**Job:**
Quote every line below exactly and skip any picture.

Excerpt from a dataset:
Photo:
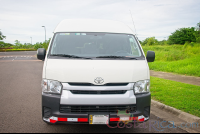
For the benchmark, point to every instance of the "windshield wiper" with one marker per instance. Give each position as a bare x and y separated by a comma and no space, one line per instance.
116,57
111,56
69,56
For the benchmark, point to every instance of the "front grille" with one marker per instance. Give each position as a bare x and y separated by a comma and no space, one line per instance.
96,109
98,92
90,84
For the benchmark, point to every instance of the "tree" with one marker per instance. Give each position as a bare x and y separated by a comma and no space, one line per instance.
182,35
2,36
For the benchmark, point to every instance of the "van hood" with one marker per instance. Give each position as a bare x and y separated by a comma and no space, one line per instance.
86,71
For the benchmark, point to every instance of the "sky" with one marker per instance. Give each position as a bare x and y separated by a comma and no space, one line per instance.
23,19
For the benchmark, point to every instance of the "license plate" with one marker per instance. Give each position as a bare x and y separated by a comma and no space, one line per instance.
99,119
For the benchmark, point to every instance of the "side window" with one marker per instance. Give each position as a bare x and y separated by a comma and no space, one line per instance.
53,48
134,47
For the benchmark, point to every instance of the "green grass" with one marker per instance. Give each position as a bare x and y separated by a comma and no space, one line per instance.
184,97
180,59
10,50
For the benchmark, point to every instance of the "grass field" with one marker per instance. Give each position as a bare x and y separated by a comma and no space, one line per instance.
179,95
180,59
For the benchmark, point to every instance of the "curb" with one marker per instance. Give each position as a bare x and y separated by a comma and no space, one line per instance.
180,114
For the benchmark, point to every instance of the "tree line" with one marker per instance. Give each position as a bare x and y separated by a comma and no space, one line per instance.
180,36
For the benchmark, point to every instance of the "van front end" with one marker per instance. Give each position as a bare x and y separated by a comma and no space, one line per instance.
95,72
80,103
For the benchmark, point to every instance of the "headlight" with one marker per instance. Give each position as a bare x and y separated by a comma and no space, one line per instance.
142,87
50,86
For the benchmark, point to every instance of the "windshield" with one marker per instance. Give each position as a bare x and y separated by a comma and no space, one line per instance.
95,45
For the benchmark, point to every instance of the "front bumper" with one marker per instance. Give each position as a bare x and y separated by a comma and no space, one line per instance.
51,111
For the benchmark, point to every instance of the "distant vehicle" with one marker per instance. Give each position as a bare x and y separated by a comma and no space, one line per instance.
92,69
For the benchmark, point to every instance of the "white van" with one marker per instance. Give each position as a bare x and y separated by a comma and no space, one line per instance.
94,69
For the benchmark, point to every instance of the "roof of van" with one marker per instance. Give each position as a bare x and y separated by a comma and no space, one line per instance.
92,25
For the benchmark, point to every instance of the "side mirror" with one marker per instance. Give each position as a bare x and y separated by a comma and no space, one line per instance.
41,53
150,56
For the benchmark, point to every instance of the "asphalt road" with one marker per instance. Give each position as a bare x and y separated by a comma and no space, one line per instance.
20,101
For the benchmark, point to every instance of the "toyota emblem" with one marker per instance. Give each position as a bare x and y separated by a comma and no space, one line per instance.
98,80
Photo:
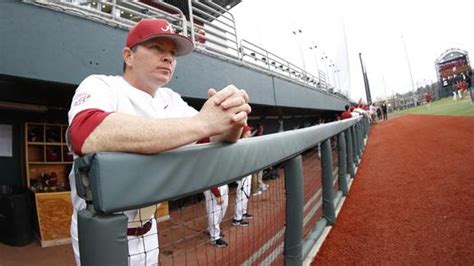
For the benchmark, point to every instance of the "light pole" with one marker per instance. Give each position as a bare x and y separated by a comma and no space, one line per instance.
408,62
325,58
314,47
298,33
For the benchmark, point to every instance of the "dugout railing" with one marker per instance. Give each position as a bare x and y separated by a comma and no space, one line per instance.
112,182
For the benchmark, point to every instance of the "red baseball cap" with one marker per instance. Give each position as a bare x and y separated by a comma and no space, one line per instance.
246,129
147,29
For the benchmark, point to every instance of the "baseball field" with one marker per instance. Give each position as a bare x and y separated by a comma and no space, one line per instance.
411,202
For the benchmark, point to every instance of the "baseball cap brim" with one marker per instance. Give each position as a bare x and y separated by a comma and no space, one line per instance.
183,44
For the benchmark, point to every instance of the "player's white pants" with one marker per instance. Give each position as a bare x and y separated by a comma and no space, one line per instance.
242,194
215,213
142,250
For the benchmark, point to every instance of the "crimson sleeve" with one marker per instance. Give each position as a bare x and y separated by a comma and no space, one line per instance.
216,192
82,126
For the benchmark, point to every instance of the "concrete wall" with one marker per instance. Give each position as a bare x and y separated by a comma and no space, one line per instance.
44,44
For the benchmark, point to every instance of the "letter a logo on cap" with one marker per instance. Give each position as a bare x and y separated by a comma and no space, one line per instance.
168,28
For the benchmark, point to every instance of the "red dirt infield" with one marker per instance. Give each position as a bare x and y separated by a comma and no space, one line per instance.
412,200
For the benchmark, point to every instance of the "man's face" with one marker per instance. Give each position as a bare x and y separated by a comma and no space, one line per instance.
153,63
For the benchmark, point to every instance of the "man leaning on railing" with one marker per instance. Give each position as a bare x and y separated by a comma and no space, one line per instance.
134,113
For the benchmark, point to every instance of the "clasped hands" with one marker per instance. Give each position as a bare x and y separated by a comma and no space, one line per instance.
225,109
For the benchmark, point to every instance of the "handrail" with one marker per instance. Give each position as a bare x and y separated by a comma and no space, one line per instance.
102,180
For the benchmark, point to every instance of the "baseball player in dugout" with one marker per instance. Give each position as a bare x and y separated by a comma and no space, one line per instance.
135,113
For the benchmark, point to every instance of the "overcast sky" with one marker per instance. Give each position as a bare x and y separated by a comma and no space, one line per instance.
373,28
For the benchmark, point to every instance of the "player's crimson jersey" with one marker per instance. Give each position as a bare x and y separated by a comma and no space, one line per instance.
346,115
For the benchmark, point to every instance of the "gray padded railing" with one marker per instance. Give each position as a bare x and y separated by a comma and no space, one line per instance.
112,182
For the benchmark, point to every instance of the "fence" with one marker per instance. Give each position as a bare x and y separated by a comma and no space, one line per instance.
115,182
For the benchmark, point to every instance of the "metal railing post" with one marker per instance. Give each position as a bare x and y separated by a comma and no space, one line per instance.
350,154
329,211
355,154
360,134
342,163
293,249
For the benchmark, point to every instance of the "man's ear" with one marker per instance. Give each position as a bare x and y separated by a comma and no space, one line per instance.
127,56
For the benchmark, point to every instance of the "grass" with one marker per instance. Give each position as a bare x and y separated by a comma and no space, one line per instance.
444,106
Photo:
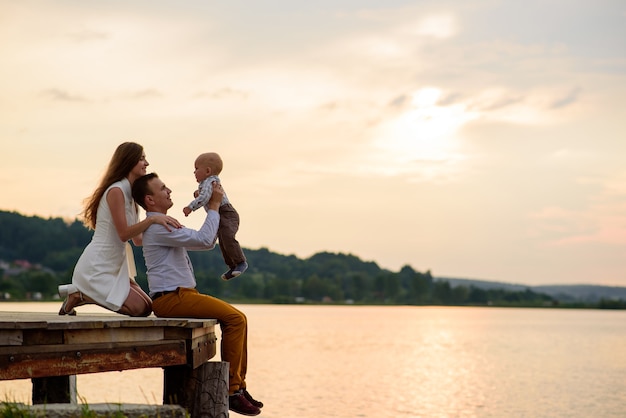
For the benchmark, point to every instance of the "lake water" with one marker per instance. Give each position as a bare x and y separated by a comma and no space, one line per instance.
384,362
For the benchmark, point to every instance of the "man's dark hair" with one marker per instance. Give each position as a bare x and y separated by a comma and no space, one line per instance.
141,188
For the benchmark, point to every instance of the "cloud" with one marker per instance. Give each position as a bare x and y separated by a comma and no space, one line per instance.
62,96
89,35
603,221
566,100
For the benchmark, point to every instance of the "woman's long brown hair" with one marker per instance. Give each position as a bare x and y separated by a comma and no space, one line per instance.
124,159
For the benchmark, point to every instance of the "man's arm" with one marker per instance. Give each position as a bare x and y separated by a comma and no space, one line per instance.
203,239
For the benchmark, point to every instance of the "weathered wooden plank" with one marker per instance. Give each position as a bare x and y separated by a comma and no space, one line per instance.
32,320
202,391
11,337
60,360
113,335
42,337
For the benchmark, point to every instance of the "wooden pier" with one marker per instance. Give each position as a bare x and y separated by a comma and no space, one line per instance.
50,349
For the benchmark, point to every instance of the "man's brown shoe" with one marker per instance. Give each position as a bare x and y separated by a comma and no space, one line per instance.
250,399
239,404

**Complete answer:**
Photo:
For the benchmark, point to every instance of the "windshield wiper" with one marker per instance. Give each position as a bare x and y separated by a comma and no space, one line per instance.
116,57
111,56
69,56
For the benchmark, point to every instance of the "front grille" with one marker per instance. Give each position as a bare x and y separated by a comma and no space, one line per instance.
96,109
98,92
90,84
For the benchmark, point to every instance of the "tree" with one marker per instance. Give each position as a bare x and y separated by a comma and no space, one line per instance.
182,35
2,36
For the benchmark, point to every instance of the "van hood" with one marker per instance. Give each position as a bare x and y separated by a comma and no space, one line per instance.
86,71
For the benchmark, point to every instance of the "sky" with one marker per instance. Give each position as a bare x and y separated by a comma and no space, one line per instance.
23,19
For the benchmark, point to every instance of the "license plate" with one marker per instance. Give each position as a bare x and y separated by a comma and no space, one line per instance.
99,119
For the benchmark, point to every instance of the "side window" with one marker per instance. Give each position as a bare x and y separated by a comma and no space, one line per instance.
53,48
134,47
For the benchmark, point to every instance of the "green grass" with one marker per instance. Give each position as a bare x and y separated by a comma and no space, one line per instance.
184,97
180,59
10,50
For the benchmark, point to every instance of the "grass field" with one marker per instance. Give each position as a bare x and y separated by a comma and no space, one line per instance.
179,95
180,59
For the benchmark, point to every instance of the "curb" with one marker per instance. Give each position as a bare x and y separated by a comma and no space, one line per instance.
180,114
For the benchmark, point to every instance of the "tree line" with one marker per instance. Give each position as a bare x and y separated by a comma and no space, one line per instance.
180,36
For the benchmark, point to every instance of the "van front end" with one marker per instance. Give each position as a bare x and y separated by a comma and no space, one line per instance.
95,72
80,103
For the benchmark, point to every instance of the "headlight" with one marker per instance. Give each position as a bare x and y separated by a comma and no space, one line per instance.
142,87
50,86
For the benchmark, point to every instance of the "windshield" with one marker per instance. Give each position as a bare x and y separated by a comma and no space, one line per instance.
95,45
For the benchmark, point to every instance of the "front bumper" with one marker per instance. Give each position as a bare x and y separated by a comma and no space, one line per instance.
51,111
For the benchmark, point to every instance of the "distant vehicle" with one marker per instance. Give each position as a bare x and y separated by a comma and no space, one line per instance.
92,69
For the benchmark, point to every instance of the "white van" with one marker per instance. Give each position as a bare x and y separated by a comma and no space, one line per instance.
94,69
For the benchmark, point to every instance of the "roof of van" with one marker per instance. Give each position as a bare x and y separated by a comma and no space, one line per instance.
92,25
For the benchmark, point to every instance of the "side mirror" with one marker per instance. Give each position as a bare x and y separated by a comma and no space, one line per instance.
41,53
150,56
For the benchmark, point to every instance of the "asphalt road" with one marker per instance. Give each position as a bare x and y separated by a comma and no space, one line per instance.
20,101
For the benchmark, point to every instance of the "toyota emblem" with one marker per instance. Give each position as a bare x and y separated by a comma and no space, one line per instance.
98,80
Photo:
For the benchmark, point to every instance of the "light pole" with one marker per instance. Give each position as a bare x and y separated by a comma and no space, one line per instance.
408,62
325,58
314,47
298,33
For the benchmark, point to every instance of the "dugout railing" with one marker per instance. Give each position as a bare x and y separated by a comma and no space, one line per instance.
112,182
For the benchmark, point to every instance of the "red baseball cap" with one marker per instance. Give each position as a bare x and y separated by a comma and no space, one line per instance.
246,129
147,29
For the benchmark, point to every instance of the "baseball field" with one marker per instance. Give each position as a bare x and y separated by a comma and no space, one line per instance.
411,202
For the benchmark, point to every instance of the "baseball cap brim" with one marker per instance. Give each position as a bare x and y separated by a comma and no space, one line per instance.
183,44
For the benchmark, point to every instance of the "player's white pants" with one marker per instance. Give each position as a bare x and y separated by a comma and no space, one line per instance.
242,194
215,213
142,250
For the benchmark, point to every instance of the "crimson sleeve" with one marker per instance. Give each position as a bare x and y separated by a comma and no space, one line per instance.
216,192
82,126
For the benchmark, point to every instance of the "concrete wall" with one marker per instance. Give each position as a bare x and y separated by a comma and no space, one line per instance.
44,44
For the benchmark, point to every instance of the "letter a logo on cap" with one marker per instance. Give each position as a bare x and y separated by a comma and no space, one line per instance.
168,28
For the benchmark, point to every instance of the "red dirt infield" with one marker per instance. Give each position as a bare x and y separated by a comma and no space, one line per instance.
412,200
For the benchmark, point to every instance of the "man's face" with one marker per instance. Give each position as a bare x and y separated by a comma and no space, one line per instance.
153,63
For the benchmark, point to every instance of the "man leaning on railing" with one marker per instance. Give each position as a bare x and y separated by a comma and no space, one line per instance.
134,113
For the benchmark, point to every instance of the "clasped hands" with one marker per instance. Give each position as a bare x and y separated by a comma and no space, one line per instance.
225,109
For the benchmark, point to every instance of the "handrail" with one marker per instance. Give each position as a bare x and y separated by a comma and no space, one line per instance.
102,180
For the benchmark, point to every instance of the "baseball player in dugout" with one marker per instance. Give each position as a bare x and y separated by a comma and no space, one line per instance.
135,113
For the benchmark, point to every instance of the "overcast sky" with one marker per instance. Give each position as a bare x and y separated by a comma and no space, one line per instance.
373,28
For the benchmark, point to every instance of the "player's crimson jersey" with one marker per instance. Give each position as a bare x and y separated by a comma and no space, one line per instance.
346,115
For the benchmark, point to every instance of the "gray padded railing" with one marker per instance. Give each position as a bare x and y separated by a comma and no space, one line per instance.
112,182
For the benchmark, point to every instance of the "fence" with one marker per instance. Give each position as a bare x and y separated by a comma and no space, one line per instance.
115,182
For the benchmark, point to every instance of the "metal railing post" with one marker per instance. Give each position as a bare x and y separated by a comma and no space, one line per instance.
350,154
329,211
355,154
360,134
342,163
293,249
For the benchmark, point to every instance of the "man's ear" with one marker per instance. Give each position as a bare x and y separated by a comma and no space, one line per instance.
127,56
For the benchmark, point to every instance of the "grass" with one marker per instance. Give each position as a bare x and y separated by a comma and no space, one line per instance.
444,106
Photo:
For the benchmark, point to every instance of the "lake water" with one marker per instance. Give each position as a bare x and y separated by a comma and no space, one line per instance.
384,362
For the benchmark, point to every instance of the "man's dark hair" with one marker per instance. Give each position as a bare x and y separated by a comma and no space, one line per instance.
141,188
For the benchmark, point to every instance of the "cloud" with one marker per instance. Give each position as a bare x and y separated by a comma and no space, one line per instance.
62,96
89,35
603,221
566,100
For the benchmark, point to every instance of the "woman's long brown hair" with one marker per instance. Give each position as a bare x and y separated by a comma and no space, one line per instance.
124,159
For the benchmark, point to every instance of the "man's arm" with one marker per instance. Give each position as a bare x and y separated by a comma and no space, one line per instance.
203,239
For the benchmark, point to every instance of the "weathered wooden plank" with one marker per instance. Give each position as a bare x and y separated by a comma and no space, one line per instance.
32,320
202,391
11,337
60,360
113,335
42,337
For the benchmark, point to every instance of the "wooden pier" with one marker per instance. Give each position as a bare x and y separated by a comma and no space, one line per instance.
50,349
For the benchmark, point to every instance of the "man's brown shoe" with one marker per instance. Give each position as a bare x and y separated by a comma and no space, one line per instance.
250,399
239,404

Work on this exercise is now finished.